CHALLENGE:
Starting at the line with "Could you please point out the muddy", transcribe each line through the final one, both included, and add nothing.

ITEMS:
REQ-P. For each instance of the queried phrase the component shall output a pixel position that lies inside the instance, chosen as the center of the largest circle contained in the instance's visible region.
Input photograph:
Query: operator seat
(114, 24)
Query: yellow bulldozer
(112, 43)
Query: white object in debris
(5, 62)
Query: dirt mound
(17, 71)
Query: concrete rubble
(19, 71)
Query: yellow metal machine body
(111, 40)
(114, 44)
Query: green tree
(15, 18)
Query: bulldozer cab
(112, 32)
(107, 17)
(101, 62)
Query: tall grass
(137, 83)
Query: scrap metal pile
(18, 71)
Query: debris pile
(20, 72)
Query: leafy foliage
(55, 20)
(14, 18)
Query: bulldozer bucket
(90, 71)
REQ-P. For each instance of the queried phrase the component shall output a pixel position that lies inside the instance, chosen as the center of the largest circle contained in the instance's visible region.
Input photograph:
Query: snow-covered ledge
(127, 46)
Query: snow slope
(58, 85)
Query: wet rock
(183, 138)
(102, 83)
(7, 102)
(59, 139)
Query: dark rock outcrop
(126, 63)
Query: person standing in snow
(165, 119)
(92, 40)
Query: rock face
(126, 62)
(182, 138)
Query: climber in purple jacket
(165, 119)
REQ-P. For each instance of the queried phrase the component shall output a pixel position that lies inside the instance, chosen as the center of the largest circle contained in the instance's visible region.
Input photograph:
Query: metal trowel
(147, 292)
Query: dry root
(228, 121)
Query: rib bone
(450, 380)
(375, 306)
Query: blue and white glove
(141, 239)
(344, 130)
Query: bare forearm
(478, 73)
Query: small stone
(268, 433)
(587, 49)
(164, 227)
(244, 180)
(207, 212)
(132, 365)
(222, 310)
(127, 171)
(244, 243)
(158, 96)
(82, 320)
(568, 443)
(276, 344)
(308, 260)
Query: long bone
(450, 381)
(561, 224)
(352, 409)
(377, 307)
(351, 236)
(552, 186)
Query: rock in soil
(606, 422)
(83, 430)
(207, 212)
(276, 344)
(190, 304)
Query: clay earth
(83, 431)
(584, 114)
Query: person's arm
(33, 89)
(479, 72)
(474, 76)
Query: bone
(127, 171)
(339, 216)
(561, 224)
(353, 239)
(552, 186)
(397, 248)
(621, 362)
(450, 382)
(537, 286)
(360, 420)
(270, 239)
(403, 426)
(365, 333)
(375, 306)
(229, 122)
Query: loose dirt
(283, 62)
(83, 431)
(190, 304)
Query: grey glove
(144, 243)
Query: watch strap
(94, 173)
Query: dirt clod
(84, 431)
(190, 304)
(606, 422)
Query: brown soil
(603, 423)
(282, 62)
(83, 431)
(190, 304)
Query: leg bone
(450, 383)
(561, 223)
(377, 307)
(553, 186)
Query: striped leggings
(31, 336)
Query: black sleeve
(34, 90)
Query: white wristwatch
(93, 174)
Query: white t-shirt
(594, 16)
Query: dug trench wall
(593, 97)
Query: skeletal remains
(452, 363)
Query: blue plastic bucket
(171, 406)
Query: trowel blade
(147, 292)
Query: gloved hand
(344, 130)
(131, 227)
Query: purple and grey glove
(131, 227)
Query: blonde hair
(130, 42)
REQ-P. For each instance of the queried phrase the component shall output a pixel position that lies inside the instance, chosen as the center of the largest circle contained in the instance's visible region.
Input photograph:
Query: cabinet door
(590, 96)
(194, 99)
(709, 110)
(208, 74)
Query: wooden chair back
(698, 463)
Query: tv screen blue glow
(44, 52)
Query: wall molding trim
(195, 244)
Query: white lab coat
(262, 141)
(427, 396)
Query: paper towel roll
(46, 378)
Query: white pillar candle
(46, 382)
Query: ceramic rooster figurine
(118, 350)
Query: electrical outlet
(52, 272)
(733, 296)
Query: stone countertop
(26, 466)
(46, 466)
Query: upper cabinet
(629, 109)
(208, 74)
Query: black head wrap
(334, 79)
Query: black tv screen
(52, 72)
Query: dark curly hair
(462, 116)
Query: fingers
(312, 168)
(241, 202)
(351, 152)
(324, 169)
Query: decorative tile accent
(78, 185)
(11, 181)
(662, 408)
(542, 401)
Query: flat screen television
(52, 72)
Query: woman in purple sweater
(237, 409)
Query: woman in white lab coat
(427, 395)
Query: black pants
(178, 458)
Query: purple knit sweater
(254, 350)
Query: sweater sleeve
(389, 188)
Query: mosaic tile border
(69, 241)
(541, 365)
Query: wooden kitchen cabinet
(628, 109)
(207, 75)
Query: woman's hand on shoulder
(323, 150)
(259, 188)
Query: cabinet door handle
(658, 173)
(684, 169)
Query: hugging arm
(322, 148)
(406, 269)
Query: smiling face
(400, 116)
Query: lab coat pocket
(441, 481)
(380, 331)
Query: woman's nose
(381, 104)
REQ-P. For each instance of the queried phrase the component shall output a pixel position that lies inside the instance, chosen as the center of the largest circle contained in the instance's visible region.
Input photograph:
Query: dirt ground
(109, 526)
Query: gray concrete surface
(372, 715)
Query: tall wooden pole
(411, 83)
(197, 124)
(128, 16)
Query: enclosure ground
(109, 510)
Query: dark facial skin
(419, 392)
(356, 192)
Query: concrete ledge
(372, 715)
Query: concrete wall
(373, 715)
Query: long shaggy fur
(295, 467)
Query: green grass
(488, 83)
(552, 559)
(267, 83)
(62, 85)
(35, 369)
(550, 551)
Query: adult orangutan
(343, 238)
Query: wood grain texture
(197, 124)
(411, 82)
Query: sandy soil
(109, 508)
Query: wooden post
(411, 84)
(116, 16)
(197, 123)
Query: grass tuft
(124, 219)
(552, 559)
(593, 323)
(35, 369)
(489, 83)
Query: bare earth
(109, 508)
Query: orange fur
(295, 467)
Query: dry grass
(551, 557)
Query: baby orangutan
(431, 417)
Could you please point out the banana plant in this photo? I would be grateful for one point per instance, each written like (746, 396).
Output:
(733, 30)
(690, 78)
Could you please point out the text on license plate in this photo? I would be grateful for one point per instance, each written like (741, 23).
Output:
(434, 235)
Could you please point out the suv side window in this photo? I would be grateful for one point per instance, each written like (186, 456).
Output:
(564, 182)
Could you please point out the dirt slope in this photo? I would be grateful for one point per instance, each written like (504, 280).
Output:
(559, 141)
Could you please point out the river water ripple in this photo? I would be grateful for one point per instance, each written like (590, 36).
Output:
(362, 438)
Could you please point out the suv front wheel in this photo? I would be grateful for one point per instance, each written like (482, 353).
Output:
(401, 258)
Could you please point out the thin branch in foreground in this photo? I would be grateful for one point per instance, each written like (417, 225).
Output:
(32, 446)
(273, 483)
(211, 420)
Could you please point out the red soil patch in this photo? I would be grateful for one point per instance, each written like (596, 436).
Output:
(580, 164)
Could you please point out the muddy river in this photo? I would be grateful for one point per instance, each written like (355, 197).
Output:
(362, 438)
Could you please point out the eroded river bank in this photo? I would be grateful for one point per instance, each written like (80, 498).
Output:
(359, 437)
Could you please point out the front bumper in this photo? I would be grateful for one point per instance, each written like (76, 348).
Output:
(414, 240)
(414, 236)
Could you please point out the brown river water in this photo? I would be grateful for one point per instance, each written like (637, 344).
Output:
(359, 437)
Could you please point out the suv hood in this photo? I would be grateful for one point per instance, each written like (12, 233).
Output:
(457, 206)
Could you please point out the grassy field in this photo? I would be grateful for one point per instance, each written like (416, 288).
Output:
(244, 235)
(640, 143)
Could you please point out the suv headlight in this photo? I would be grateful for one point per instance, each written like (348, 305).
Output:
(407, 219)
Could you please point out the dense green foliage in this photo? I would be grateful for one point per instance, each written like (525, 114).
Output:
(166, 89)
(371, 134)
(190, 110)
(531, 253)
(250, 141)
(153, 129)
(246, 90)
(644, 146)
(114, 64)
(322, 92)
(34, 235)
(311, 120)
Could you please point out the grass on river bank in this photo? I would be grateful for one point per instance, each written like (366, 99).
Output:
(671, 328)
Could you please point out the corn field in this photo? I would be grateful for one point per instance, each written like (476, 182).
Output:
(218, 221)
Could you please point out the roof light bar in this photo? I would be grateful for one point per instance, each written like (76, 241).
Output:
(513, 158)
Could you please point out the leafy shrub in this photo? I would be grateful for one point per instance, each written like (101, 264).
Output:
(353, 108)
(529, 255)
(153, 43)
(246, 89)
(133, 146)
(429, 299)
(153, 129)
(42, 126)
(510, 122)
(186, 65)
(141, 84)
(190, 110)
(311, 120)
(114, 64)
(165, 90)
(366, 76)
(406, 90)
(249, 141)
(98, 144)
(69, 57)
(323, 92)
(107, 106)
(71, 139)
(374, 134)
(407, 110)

OUTPUT OF THE EXERCISE:
Could you please point out the muddy river in this photo? I would be grateful for one point per instance, each written like (355, 197).
Output:
(362, 438)
Could you please point out the eroded river bank in this photo? I would be grateful for one point per instance, each written like (80, 498).
Output:
(359, 437)
Could you please point out the front bumper in this photo? I would be grateful for one point per instance, each written like (76, 348).
Output:
(414, 240)
(414, 236)
Could you please point out the brown river water in this photo? I would be grateful for one point per instance, each written like (637, 344).
Output:
(359, 437)
Could you please point out the suv hood in this photo? I would be grateful for one point per instance, each written like (12, 233).
Output:
(457, 206)
Could you please point out the grassy field in this photo? I would be grateful for one point per instance, each written like (416, 288).
Output:
(244, 235)
(640, 143)
Could you please point out the suv headlight in this photo? I would be grateful for one point per instance, each written like (348, 305).
Output:
(407, 219)
Could you please point out the dense green foliage in this photo? I would be grateful for one point per instance, each written like (525, 114).
Output:
(166, 89)
(371, 134)
(190, 110)
(531, 253)
(250, 141)
(153, 129)
(246, 90)
(644, 146)
(114, 64)
(322, 92)
(34, 235)
(311, 120)
Could you please point out the grass on river bank in this photo? I would be grateful for one point per instance, each written like (366, 99).
Output:
(671, 328)
Could you please point out the corn field in this photo? I would be grateful for one point per instance, each written like (476, 182).
Output:
(218, 221)
Could you please point out the roof light bar in this photo? I would be grateful for one point per instance, each written like (76, 241).
Output:
(513, 158)
Could you please point out the leafy shrub in this photo? I would be grateful for one point per instance, each written like (101, 264).
Output:
(353, 108)
(529, 255)
(153, 43)
(246, 89)
(133, 146)
(429, 299)
(153, 129)
(42, 126)
(510, 122)
(186, 65)
(141, 84)
(190, 110)
(311, 120)
(114, 64)
(165, 90)
(366, 76)
(406, 90)
(249, 141)
(98, 144)
(69, 57)
(323, 92)
(107, 106)
(71, 139)
(374, 134)
(407, 110)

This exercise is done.